**Aim**:
Exact copies are required of the lines from the line containing "Task: where can the storm" through the final line of the listing, both included, and of no other lines.
▼
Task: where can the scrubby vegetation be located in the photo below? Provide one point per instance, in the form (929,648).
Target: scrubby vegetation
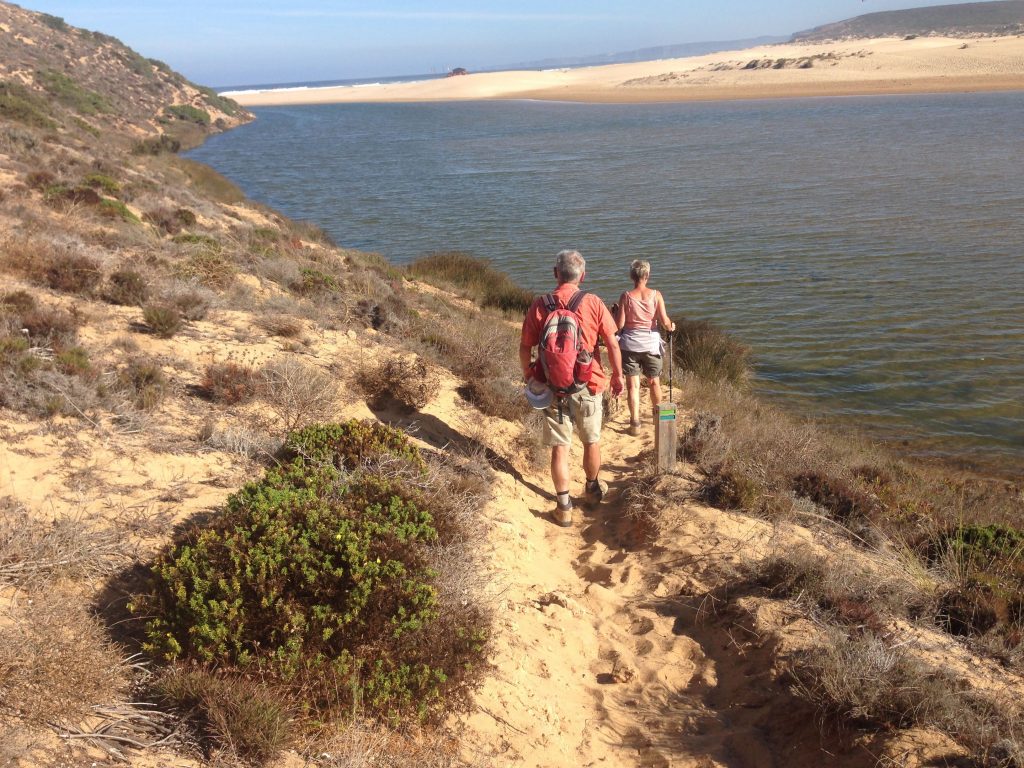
(475,278)
(320,579)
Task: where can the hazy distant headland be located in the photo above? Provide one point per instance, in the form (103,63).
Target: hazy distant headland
(954,48)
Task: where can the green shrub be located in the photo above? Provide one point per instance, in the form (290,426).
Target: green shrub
(163,320)
(127,288)
(479,281)
(209,182)
(245,717)
(710,353)
(70,93)
(73,361)
(102,181)
(348,444)
(192,239)
(189,114)
(20,104)
(222,103)
(54,23)
(320,580)
(144,382)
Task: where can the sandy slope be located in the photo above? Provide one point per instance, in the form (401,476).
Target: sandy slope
(855,67)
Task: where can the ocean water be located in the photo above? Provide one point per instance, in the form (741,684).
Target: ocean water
(870,250)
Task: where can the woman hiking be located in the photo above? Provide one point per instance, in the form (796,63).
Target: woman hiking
(639,313)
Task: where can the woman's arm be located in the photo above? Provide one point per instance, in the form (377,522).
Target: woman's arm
(663,314)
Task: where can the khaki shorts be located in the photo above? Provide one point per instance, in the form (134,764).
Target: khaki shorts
(634,363)
(582,410)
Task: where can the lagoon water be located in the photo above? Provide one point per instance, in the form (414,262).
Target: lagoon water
(870,250)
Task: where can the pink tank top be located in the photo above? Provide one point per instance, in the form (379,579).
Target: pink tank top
(640,313)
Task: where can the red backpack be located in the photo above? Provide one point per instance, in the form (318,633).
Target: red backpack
(563,361)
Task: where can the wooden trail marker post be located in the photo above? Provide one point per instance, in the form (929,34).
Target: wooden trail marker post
(665,426)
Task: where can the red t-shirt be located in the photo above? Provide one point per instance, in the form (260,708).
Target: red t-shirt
(596,321)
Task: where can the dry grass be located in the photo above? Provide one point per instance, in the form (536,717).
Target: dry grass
(298,392)
(229,383)
(56,662)
(364,743)
(869,681)
(34,553)
(232,716)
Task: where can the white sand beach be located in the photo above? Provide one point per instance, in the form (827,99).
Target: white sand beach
(926,65)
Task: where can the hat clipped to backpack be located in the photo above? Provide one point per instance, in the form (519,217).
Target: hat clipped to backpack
(539,394)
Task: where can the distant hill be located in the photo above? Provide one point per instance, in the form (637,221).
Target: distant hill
(1005,17)
(56,74)
(647,54)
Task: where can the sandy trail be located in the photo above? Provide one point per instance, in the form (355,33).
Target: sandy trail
(601,653)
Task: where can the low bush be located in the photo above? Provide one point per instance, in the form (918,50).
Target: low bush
(315,282)
(115,209)
(127,288)
(102,181)
(210,267)
(352,619)
(163,320)
(72,273)
(193,303)
(868,681)
(74,361)
(281,325)
(170,220)
(298,392)
(158,145)
(144,383)
(475,278)
(49,327)
(230,714)
(229,383)
(22,105)
(710,353)
(209,182)
(188,114)
(408,381)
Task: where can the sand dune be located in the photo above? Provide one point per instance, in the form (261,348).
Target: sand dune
(848,68)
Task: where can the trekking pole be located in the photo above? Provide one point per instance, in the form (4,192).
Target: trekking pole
(671,355)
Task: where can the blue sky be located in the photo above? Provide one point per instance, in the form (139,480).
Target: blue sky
(238,42)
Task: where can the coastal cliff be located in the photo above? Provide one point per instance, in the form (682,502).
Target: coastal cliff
(170,353)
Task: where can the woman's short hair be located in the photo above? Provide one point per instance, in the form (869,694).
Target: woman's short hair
(639,270)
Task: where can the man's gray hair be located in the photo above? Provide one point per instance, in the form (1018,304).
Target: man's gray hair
(570,265)
(639,270)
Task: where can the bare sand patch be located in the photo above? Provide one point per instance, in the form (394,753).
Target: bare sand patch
(849,68)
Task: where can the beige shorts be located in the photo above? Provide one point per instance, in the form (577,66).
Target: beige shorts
(583,411)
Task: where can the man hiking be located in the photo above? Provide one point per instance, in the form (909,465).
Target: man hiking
(551,323)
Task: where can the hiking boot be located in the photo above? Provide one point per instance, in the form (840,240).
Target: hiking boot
(562,515)
(595,492)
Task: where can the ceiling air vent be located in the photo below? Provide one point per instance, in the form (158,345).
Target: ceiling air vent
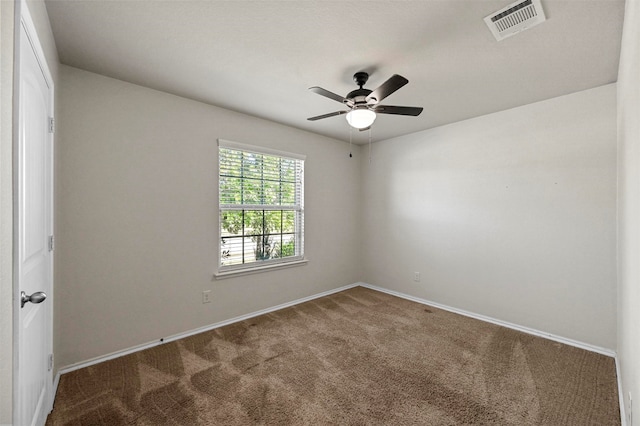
(514,18)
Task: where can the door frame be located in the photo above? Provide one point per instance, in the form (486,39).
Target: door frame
(24,20)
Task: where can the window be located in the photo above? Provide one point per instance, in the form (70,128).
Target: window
(261,207)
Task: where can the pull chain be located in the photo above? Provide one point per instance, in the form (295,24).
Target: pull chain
(369,145)
(350,137)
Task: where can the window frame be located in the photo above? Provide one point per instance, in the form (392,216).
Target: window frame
(262,265)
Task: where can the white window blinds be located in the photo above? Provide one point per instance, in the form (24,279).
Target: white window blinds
(261,206)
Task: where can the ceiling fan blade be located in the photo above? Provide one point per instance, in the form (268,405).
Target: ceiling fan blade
(331,114)
(388,87)
(328,94)
(390,109)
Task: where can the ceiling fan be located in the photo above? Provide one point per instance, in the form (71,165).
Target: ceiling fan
(364,103)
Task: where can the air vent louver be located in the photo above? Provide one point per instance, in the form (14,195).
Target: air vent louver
(515,18)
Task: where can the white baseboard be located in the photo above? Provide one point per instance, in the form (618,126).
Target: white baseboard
(133,349)
(560,339)
(623,416)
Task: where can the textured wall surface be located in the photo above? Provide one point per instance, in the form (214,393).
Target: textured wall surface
(138,216)
(510,215)
(629,209)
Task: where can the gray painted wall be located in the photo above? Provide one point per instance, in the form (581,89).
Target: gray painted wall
(510,215)
(40,19)
(629,209)
(137,216)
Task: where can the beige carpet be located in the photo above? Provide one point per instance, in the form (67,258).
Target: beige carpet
(358,357)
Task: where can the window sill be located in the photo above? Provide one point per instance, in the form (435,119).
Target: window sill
(258,269)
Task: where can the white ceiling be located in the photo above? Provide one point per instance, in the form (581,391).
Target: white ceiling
(260,57)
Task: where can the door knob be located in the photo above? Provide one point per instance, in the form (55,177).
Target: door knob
(37,297)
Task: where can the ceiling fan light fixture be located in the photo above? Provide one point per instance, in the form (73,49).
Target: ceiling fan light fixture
(361,118)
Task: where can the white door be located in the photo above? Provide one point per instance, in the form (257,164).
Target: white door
(34,226)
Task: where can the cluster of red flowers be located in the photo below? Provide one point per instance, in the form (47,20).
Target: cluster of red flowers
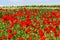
(50,22)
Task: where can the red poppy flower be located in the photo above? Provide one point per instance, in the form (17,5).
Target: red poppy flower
(55,23)
(20,39)
(56,34)
(29,38)
(53,13)
(9,30)
(4,37)
(10,36)
(23,23)
(42,38)
(14,32)
(40,32)
(45,29)
(28,30)
(54,30)
(28,22)
(19,13)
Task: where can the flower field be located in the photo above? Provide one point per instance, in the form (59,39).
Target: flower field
(30,23)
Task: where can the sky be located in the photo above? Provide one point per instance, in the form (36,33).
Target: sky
(28,2)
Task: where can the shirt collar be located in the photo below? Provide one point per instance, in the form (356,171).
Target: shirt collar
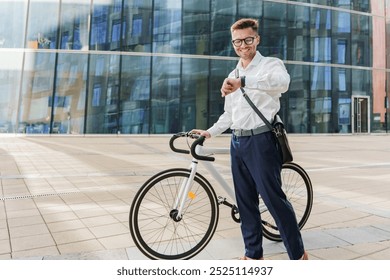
(255,61)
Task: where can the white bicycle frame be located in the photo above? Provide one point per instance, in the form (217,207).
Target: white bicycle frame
(186,185)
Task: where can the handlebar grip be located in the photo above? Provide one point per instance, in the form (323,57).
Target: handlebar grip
(197,142)
(172,146)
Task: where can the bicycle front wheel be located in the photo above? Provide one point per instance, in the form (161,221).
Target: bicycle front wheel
(157,231)
(297,186)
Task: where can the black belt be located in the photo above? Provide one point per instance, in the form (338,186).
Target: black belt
(250,132)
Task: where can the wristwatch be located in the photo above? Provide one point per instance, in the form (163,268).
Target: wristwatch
(242,78)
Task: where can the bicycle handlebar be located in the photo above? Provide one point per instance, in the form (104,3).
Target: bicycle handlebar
(172,145)
(199,141)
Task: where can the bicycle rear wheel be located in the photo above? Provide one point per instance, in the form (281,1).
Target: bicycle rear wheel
(155,229)
(297,186)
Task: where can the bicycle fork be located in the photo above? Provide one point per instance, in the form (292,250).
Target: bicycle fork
(177,210)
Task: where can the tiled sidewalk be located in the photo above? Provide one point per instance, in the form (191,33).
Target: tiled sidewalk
(68,197)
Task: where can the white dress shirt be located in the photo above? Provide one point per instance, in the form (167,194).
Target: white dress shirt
(266,80)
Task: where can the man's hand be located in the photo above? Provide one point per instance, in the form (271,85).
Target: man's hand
(230,85)
(201,132)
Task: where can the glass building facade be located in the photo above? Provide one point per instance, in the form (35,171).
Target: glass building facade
(156,66)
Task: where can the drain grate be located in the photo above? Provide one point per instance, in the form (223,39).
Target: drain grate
(30,196)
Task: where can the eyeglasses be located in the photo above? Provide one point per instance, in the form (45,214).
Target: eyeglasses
(247,40)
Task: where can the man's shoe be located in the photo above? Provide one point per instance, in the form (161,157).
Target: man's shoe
(305,257)
(245,258)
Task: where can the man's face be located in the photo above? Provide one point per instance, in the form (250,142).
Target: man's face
(246,50)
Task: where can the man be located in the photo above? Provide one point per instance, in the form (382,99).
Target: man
(256,161)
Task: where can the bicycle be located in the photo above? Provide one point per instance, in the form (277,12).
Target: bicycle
(175,213)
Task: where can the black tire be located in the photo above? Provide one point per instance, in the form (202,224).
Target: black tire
(157,232)
(297,186)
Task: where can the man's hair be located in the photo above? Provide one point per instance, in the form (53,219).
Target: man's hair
(246,23)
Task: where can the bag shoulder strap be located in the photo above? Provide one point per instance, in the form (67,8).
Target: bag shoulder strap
(268,124)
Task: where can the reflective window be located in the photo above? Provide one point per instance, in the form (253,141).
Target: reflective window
(74,25)
(295,104)
(165,101)
(223,15)
(135,95)
(167,26)
(12,23)
(273,37)
(361,51)
(103,89)
(194,94)
(10,82)
(106,26)
(137,32)
(37,88)
(196,27)
(298,33)
(69,98)
(41,28)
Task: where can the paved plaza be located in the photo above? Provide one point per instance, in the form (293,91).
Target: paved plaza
(68,197)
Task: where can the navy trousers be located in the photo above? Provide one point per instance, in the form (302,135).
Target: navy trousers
(256,166)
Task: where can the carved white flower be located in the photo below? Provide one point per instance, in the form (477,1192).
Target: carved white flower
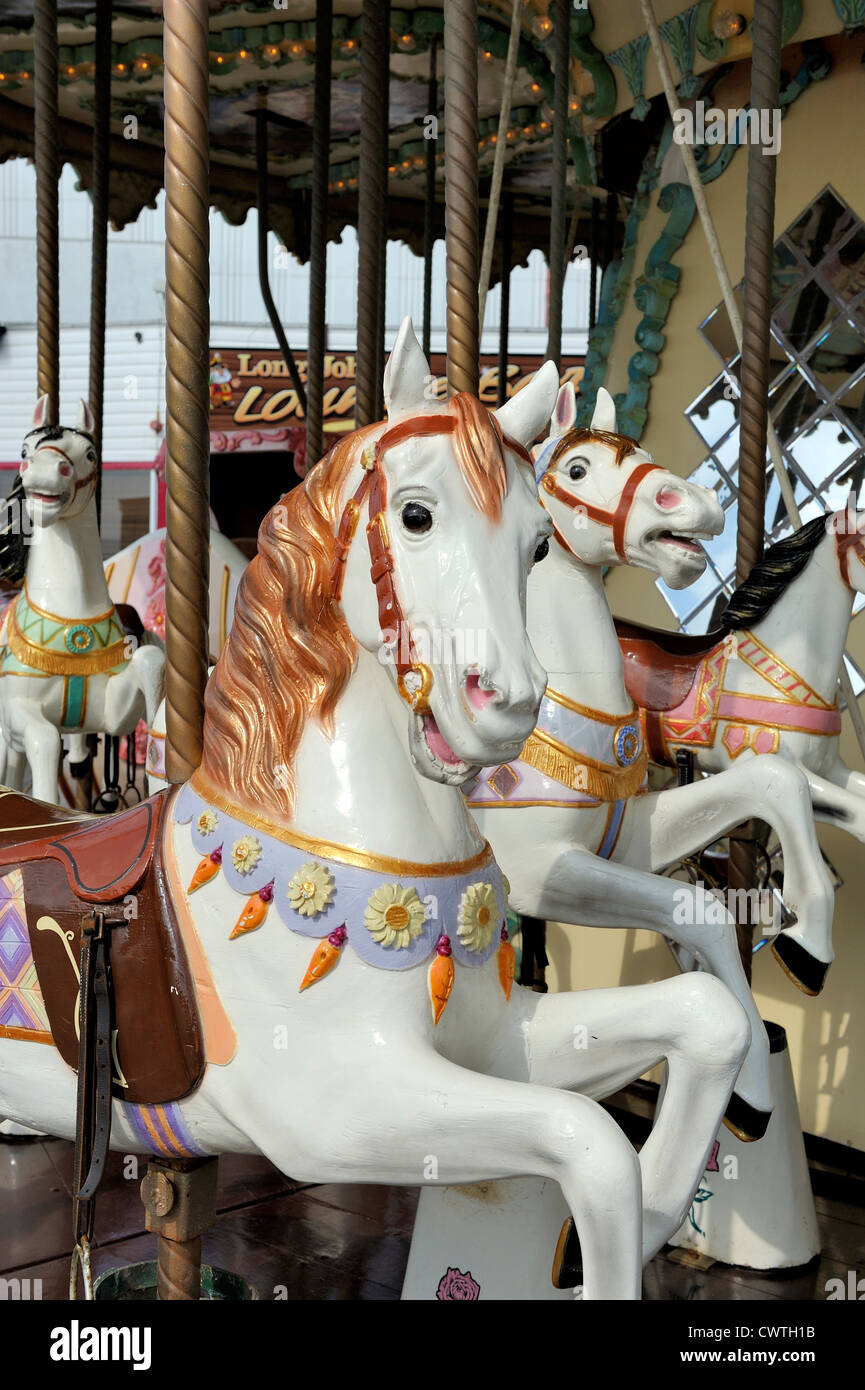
(479,915)
(394,915)
(310,888)
(245,854)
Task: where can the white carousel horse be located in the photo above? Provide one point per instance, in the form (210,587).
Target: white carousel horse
(765,683)
(66,662)
(326,818)
(572,823)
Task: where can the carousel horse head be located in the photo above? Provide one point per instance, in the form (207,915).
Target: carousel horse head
(612,505)
(59,466)
(406,551)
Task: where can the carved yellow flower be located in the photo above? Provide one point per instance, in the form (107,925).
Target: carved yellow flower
(394,915)
(479,915)
(245,854)
(310,888)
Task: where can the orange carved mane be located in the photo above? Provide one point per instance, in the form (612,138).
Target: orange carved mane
(289,652)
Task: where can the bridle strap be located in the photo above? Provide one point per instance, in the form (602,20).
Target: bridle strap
(616,520)
(373,489)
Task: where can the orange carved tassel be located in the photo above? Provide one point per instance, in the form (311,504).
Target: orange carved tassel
(441,977)
(324,958)
(255,911)
(209,866)
(506,957)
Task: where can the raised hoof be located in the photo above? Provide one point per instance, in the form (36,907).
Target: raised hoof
(798,965)
(568,1260)
(746,1121)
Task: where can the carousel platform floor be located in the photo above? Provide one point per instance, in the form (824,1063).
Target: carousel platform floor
(346,1241)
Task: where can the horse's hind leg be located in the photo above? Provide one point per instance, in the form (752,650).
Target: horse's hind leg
(419,1118)
(598,1040)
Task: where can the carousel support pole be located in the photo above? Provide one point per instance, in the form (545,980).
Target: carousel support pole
(187,452)
(461,195)
(498,160)
(558,193)
(263,209)
(47,235)
(505,305)
(430,199)
(726,289)
(757,320)
(317,262)
(370,200)
(99,242)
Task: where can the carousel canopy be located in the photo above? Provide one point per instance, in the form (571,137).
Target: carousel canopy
(263,56)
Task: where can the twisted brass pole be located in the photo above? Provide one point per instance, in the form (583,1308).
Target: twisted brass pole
(461,193)
(757,320)
(99,241)
(47,245)
(187,381)
(558,178)
(370,203)
(317,256)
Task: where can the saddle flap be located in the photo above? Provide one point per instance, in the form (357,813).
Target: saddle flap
(661,667)
(103,856)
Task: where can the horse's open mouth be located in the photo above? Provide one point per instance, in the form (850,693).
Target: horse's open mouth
(683,542)
(438,747)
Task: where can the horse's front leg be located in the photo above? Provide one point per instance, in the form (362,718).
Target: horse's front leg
(42,748)
(671,824)
(600,1040)
(581,888)
(395,1114)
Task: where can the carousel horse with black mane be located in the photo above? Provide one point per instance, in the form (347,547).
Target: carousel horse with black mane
(577,833)
(765,681)
(67,663)
(328,983)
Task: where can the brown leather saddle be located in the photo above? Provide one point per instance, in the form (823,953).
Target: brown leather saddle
(75,868)
(661,667)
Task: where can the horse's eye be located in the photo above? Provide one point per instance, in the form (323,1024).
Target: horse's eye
(416,517)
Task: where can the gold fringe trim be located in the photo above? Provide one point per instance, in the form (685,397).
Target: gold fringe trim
(583,773)
(57,663)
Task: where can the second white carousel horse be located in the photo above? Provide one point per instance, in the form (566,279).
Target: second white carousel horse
(765,681)
(66,662)
(341,911)
(570,820)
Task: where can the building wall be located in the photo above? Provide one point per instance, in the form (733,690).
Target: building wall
(818,146)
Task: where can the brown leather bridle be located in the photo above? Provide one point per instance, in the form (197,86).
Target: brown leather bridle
(616,520)
(374,489)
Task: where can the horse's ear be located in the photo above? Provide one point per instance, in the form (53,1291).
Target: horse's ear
(529,410)
(605,412)
(406,375)
(565,414)
(85,417)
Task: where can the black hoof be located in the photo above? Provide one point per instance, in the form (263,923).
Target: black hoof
(744,1121)
(568,1260)
(805,970)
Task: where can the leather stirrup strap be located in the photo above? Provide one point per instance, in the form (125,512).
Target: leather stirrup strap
(93,1109)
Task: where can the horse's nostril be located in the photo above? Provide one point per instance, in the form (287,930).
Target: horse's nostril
(668,498)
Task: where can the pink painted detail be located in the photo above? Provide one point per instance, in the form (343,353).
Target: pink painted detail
(734,738)
(476,695)
(458,1287)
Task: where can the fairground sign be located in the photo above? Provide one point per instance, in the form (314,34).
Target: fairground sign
(251,388)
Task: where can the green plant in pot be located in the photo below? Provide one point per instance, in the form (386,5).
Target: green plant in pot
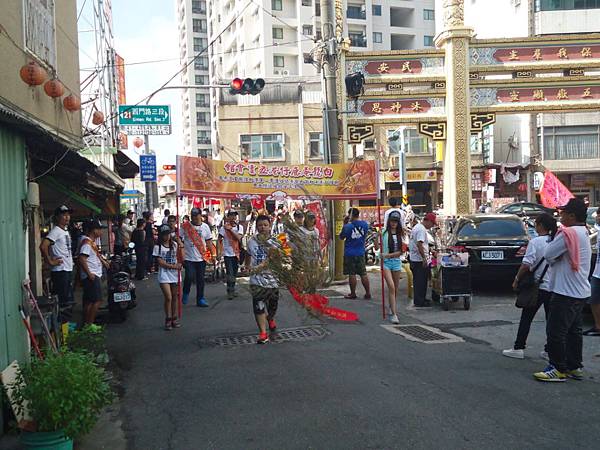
(64,395)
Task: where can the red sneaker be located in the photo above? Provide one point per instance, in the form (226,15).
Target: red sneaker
(263,338)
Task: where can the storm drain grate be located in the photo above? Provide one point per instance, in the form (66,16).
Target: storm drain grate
(423,334)
(285,335)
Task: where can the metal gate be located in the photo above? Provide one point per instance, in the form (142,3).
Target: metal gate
(13,182)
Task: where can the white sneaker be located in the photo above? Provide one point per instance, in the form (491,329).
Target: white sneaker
(512,353)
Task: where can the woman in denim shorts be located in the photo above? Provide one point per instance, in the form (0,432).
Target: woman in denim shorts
(392,263)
▲
**Exercise response**:
Task: where can the storm drain grate be located in the photo above? Provide one point per instance, in the form (66,16).
Target: storm drain grate
(423,334)
(285,335)
Task: where can the metal gate be located in the photo above? Provide one point per instance, in the form (142,3).
Target: metal gate
(13,182)
Task: where can the white sneaker be located in the photo above? Provide one point per instance, in the form (491,329).
Target: white sneaker
(512,353)
Task: where can the woman in denim shorts be located in the photo above? Provide one point per instance, in the form (0,432).
Target: woman in denim shorts
(392,263)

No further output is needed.